Partes del ejercicio —
1 – En el texto sobre conservadores y liberales en Venezuela, ¿por qué rasgos se distingue la familia a la que pertenece el conservador? Enuméralos todos.
2 – Según el texto sobre conservadores y liberales en Venezuela, ¿qué años abarca el tiempo del Pacto de Puntofijo?
3 – Por favor, continúa el texto sobre conservadores y liberales en Venezuela a partir de su última oración.

Texto de origen —
Se fijó así la primera línea divisoria de voluntades entre los venezolanos de la época: Conservador es el “hombre perteneciente a una familia distinguida por sus antepasados, por su riqueza, por su ilustración o por sus simpatías hacia todo gobierno fuerte, despótico o cruel, y Liberal, y desde el 58 hasta el 70, federal, quería decir: hombre sin ideas políticas fijas, poco respetuoso de la ley, enemigo de la clase más rica o más instruida y amigo de las clases populares, inclinado al militarismo y a los cambios frecuentes de leyes y gobiernos”.
Visto esto serían unos cabales liberales –observando a lo actual – los gobiernos venezolanos entre 1999 y 2023, pues para éstos han sido conservadores y oligárquicos los gobiernos democráticos que cubre el tiempo del Pacto de Puntofijo (1959-1999). Ello, a pesar de que quienes los encabezaron, todos a uno fueron ajenos a la élite mantuana, de clara extracción popular e ideas apropiadamente liberales.

Material proporcionado —

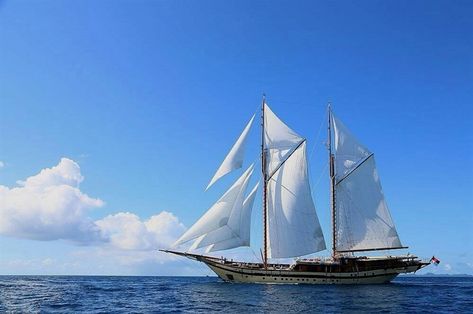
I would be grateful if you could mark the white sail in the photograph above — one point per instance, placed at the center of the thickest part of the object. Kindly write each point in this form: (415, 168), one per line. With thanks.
(234, 159)
(219, 214)
(279, 140)
(362, 217)
(294, 228)
(236, 232)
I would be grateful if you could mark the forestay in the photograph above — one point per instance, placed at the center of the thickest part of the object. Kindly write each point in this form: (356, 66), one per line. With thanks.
(219, 214)
(234, 159)
(294, 229)
(363, 221)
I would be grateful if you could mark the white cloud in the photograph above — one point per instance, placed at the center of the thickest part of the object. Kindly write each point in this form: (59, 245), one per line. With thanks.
(50, 206)
(126, 230)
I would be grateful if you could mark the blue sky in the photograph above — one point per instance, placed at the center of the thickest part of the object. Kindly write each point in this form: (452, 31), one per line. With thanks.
(146, 97)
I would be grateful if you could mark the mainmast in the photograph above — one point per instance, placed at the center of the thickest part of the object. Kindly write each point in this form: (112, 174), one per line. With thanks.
(265, 183)
(332, 182)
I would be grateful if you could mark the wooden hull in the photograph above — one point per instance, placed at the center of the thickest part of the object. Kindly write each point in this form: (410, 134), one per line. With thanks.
(232, 274)
(348, 270)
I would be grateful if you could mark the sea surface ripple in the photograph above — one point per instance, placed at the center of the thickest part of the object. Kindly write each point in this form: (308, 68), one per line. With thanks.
(108, 294)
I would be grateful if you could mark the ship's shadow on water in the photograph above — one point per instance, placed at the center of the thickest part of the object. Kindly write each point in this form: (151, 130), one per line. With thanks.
(58, 294)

Respuestas del ejercicio —
1 –
- Sus antepasados
- Su riqueza
- Su ilustración
- Sus simpatías hacia todo gobierno fuerte, despótico o cruel

2 – De 1959 a 1999.

3 –
Casualmente, es ahora y en este tiempo, en curso de cumplirse las dos centurias del nacimiento de la república, cuando se insiste en demonizar al general José Antonio Páez, un lancero de los llanos y primer presidente de la república de 1830, tachándole como reo de traición al Padre Libertador, Simón Bolívar; éste, heredero de familia criolla rica y extracción monárquica, formante de la aristocracia caraqueña, a saber, la misma que prosterna y entra en querella, por sus dudosos orígenes sociales al padre del Precursor, Francisco de Miranda.